> WHAT YOU NEED TO DO
Revise the lines starting with the line with "segment: building facade" and going on through the line with "52], [50, 42]]", replacing "vertex pairs" with "coordinate pairs" and keeping everything else unchanged.

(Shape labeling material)
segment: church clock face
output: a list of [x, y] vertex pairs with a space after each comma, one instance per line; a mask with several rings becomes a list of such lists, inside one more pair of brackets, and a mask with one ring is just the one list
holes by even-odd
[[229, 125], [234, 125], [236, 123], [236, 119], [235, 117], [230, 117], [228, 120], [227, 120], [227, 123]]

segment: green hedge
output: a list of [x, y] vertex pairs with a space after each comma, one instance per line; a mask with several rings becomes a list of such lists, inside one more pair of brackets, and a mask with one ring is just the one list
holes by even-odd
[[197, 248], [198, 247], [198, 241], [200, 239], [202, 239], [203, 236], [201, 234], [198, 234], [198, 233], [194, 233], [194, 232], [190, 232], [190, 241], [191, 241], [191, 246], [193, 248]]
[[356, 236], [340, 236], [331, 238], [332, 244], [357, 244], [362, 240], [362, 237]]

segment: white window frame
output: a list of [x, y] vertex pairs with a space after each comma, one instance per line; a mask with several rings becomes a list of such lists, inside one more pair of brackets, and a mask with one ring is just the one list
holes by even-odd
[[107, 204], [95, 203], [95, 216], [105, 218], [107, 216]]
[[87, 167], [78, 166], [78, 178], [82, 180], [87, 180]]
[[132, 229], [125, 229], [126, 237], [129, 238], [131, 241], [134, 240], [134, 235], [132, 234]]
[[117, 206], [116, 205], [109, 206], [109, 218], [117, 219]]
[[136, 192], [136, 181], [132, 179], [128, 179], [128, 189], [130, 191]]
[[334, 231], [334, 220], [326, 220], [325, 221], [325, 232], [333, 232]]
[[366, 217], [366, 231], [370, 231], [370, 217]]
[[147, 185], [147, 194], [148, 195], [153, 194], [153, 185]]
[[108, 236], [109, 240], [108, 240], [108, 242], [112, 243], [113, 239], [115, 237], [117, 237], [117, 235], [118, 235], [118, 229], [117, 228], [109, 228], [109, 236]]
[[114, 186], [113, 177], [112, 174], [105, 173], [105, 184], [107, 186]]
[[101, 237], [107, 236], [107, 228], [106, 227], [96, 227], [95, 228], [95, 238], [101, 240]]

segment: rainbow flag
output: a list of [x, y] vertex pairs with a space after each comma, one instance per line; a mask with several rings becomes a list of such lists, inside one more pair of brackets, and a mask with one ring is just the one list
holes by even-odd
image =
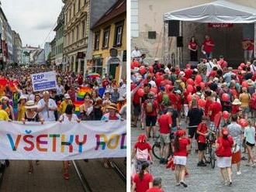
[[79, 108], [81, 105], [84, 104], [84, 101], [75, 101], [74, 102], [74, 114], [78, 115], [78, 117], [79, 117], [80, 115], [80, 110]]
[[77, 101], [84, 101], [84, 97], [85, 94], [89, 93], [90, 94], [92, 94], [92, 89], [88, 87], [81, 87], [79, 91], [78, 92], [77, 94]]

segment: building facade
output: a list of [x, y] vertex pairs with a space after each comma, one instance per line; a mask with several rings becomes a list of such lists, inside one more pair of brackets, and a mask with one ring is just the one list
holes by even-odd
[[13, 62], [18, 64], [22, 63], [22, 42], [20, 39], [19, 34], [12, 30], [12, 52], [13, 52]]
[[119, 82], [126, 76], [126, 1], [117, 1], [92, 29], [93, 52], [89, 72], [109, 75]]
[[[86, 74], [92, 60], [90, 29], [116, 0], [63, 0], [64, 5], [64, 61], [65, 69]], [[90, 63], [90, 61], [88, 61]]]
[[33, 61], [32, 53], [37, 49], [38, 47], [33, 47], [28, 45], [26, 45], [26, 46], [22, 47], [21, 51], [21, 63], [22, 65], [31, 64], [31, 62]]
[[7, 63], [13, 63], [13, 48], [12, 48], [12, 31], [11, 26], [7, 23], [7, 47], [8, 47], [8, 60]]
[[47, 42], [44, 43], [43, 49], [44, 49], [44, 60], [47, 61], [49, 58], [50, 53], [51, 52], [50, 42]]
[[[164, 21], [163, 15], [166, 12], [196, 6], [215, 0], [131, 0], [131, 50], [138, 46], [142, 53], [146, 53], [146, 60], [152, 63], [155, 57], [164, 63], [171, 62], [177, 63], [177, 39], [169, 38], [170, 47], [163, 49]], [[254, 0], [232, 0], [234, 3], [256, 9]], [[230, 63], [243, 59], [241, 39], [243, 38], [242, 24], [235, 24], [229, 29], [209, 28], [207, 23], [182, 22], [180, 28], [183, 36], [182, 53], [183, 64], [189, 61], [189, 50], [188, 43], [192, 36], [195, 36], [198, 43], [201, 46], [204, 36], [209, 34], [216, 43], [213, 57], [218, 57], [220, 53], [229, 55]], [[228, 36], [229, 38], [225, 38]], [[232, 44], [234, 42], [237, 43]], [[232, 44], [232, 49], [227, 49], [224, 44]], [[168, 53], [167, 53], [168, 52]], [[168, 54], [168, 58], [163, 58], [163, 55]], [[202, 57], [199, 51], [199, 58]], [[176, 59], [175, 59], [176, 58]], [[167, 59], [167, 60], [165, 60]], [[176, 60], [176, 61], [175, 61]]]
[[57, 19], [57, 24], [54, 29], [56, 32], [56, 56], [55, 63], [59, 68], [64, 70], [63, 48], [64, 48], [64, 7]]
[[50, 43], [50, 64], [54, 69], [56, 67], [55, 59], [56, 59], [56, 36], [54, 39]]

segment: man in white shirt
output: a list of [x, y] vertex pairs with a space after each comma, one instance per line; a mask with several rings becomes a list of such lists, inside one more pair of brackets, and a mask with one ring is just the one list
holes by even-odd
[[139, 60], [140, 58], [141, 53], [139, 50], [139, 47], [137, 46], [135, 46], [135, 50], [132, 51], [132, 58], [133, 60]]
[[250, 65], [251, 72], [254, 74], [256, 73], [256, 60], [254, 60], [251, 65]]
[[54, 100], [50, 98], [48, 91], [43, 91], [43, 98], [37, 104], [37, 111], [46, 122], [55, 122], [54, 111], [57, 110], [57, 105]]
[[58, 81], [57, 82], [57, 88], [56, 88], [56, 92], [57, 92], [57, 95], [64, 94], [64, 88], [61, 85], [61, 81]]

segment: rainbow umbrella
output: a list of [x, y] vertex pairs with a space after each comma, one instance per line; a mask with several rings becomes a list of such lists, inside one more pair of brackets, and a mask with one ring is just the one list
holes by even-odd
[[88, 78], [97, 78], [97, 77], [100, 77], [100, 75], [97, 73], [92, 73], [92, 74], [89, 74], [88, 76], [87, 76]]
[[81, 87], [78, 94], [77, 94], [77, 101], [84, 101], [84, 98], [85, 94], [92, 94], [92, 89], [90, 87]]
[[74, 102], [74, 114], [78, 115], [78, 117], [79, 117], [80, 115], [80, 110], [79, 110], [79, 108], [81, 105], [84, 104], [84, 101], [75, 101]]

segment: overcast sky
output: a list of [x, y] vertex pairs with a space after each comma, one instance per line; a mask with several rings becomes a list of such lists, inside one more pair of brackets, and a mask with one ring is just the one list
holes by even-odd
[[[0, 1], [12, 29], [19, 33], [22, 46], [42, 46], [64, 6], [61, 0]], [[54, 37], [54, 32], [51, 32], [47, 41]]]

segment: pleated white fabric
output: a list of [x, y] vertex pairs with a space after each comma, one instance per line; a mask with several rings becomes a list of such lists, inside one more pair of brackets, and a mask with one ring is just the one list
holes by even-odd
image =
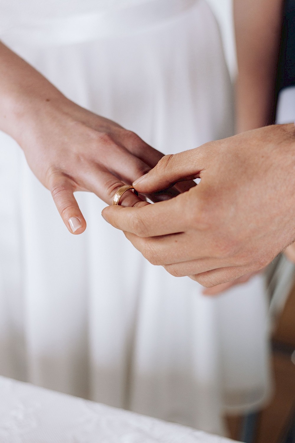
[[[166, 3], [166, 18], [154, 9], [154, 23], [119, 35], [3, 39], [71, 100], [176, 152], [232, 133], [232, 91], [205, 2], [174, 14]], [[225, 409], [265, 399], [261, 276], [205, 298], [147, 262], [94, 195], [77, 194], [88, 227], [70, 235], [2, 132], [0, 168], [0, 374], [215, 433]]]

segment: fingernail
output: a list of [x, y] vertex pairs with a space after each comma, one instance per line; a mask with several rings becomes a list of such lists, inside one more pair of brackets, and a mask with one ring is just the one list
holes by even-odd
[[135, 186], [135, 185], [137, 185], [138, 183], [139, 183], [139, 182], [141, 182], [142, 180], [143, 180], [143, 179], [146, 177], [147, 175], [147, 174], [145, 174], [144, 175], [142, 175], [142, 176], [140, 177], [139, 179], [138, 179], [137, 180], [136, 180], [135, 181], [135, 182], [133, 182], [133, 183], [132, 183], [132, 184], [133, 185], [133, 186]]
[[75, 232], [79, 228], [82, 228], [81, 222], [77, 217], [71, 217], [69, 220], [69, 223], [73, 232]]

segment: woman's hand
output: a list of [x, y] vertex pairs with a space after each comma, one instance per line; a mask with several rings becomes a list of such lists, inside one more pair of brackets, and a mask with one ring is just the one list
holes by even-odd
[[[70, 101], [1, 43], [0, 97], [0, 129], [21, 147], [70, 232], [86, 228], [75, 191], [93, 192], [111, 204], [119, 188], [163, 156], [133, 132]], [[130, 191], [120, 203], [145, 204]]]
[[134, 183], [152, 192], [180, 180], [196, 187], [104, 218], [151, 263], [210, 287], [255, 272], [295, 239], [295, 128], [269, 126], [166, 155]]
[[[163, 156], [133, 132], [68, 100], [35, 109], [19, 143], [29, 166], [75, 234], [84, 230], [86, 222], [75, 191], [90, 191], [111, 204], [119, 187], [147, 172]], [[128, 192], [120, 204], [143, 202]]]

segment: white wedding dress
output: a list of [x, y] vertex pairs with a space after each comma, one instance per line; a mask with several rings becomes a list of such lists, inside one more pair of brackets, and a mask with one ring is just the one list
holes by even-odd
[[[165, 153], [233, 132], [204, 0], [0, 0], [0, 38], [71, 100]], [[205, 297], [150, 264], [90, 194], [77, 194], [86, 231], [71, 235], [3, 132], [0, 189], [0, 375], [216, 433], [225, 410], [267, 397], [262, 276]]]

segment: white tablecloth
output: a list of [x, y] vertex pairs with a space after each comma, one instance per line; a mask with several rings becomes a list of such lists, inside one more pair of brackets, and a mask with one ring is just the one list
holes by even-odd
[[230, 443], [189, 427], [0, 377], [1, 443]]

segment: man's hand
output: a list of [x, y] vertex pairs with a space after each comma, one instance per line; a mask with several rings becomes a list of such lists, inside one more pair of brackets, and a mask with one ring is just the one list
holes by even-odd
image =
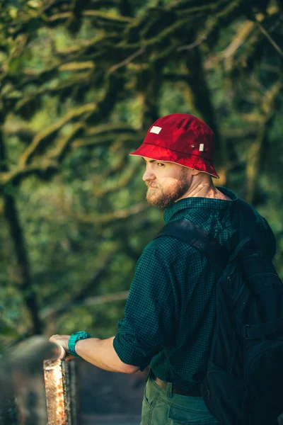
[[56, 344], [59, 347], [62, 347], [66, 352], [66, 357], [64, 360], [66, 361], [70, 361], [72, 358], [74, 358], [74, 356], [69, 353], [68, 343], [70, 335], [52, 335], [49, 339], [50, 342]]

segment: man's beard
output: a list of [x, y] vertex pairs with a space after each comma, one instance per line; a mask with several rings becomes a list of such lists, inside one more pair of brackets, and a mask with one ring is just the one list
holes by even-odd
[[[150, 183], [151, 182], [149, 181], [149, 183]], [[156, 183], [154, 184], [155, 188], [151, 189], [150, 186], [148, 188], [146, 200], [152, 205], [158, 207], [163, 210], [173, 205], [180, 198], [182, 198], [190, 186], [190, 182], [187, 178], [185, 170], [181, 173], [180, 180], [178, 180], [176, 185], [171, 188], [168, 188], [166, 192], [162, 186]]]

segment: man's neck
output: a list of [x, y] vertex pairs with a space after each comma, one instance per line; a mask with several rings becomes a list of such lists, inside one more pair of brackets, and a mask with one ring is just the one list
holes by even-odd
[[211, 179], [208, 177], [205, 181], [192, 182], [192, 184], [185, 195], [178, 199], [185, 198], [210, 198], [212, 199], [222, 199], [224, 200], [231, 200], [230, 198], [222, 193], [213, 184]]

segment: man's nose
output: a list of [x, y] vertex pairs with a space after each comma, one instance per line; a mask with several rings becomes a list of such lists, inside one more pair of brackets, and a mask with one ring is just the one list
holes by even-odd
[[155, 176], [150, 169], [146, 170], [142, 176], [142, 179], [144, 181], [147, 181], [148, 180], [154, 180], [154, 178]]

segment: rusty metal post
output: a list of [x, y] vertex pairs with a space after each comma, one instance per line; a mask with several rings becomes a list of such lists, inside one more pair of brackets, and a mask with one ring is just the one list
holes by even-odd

> TASK OUTPUT
segment: building facade
output: a list of [x, y] coordinate pairs with a space after each comma, one instance per line; a mask with several rings becomes a list of such lists, inside one more pair of brackets, and a mask with one ring is just the one list
holes by even-odd
[[13, 62], [18, 64], [22, 63], [22, 42], [20, 39], [19, 34], [12, 30], [12, 52], [13, 52]]
[[119, 82], [126, 76], [126, 1], [117, 1], [92, 29], [93, 52], [89, 72], [109, 75]]
[[[86, 74], [92, 60], [90, 29], [116, 0], [63, 0], [64, 5], [64, 61], [65, 69]], [[90, 63], [90, 61], [88, 61]]]
[[33, 61], [32, 53], [37, 49], [38, 47], [33, 47], [28, 45], [26, 45], [26, 46], [22, 47], [21, 51], [21, 63], [22, 65], [31, 64], [31, 62]]
[[7, 63], [13, 63], [13, 48], [12, 48], [12, 31], [11, 26], [7, 23], [7, 47], [8, 47], [8, 60]]
[[47, 42], [44, 43], [43, 49], [44, 49], [44, 60], [47, 61], [49, 58], [50, 53], [51, 52], [50, 42]]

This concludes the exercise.